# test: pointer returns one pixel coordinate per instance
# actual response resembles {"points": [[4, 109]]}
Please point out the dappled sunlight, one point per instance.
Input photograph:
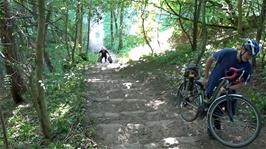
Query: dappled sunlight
{"points": [[155, 104], [94, 80], [60, 112], [160, 44], [128, 85], [125, 134], [170, 142]]}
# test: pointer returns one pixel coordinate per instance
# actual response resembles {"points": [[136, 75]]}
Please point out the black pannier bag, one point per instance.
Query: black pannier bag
{"points": [[190, 75]]}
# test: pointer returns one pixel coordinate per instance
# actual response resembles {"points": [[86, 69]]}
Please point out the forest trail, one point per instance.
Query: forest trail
{"points": [[130, 111]]}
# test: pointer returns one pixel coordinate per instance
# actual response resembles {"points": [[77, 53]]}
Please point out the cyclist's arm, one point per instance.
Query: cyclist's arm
{"points": [[237, 86], [208, 65]]}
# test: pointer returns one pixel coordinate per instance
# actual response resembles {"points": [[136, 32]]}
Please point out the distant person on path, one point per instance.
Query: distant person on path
{"points": [[103, 53], [224, 59]]}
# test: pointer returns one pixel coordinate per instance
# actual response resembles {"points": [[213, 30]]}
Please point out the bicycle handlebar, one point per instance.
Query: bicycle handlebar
{"points": [[237, 75]]}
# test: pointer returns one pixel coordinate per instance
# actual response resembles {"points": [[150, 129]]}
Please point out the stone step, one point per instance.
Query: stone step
{"points": [[116, 133], [138, 116]]}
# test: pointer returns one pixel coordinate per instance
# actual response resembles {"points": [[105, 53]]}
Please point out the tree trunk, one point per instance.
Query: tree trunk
{"points": [[195, 24], [80, 24], [146, 38], [205, 33], [76, 33], [66, 32], [43, 115], [89, 26], [2, 122], [46, 54], [116, 23], [7, 37], [120, 40], [260, 30], [111, 28], [240, 26]]}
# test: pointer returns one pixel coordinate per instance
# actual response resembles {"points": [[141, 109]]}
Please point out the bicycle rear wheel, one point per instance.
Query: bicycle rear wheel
{"points": [[234, 121], [188, 106]]}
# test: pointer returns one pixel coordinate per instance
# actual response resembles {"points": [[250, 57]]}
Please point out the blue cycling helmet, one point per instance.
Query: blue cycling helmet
{"points": [[252, 47]]}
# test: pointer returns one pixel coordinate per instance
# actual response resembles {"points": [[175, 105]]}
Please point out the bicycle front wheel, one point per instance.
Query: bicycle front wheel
{"points": [[188, 106], [233, 120]]}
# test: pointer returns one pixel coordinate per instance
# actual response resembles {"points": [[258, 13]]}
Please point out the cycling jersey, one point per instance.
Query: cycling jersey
{"points": [[226, 58]]}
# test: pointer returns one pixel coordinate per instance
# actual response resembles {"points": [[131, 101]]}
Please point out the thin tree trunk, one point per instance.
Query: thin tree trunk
{"points": [[43, 115], [116, 23], [4, 128], [261, 30], [240, 26], [197, 8], [120, 40], [46, 54], [205, 33], [76, 33], [89, 26], [111, 28], [8, 40], [143, 28], [80, 24], [66, 33], [181, 24]]}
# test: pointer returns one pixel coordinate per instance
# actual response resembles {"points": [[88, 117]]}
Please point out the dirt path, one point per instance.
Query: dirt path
{"points": [[136, 113]]}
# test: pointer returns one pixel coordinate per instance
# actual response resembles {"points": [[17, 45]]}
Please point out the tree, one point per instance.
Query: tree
{"points": [[7, 34], [89, 26], [197, 8], [260, 29], [143, 17], [240, 26], [40, 98], [80, 24], [205, 33], [120, 37]]}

-*-

◆ Description of the task
Find every line in the records above that contains the word "step" and copy each of those lines.

◆ Result of this task
Please point out the stone step, one point per instance.
Query: stone step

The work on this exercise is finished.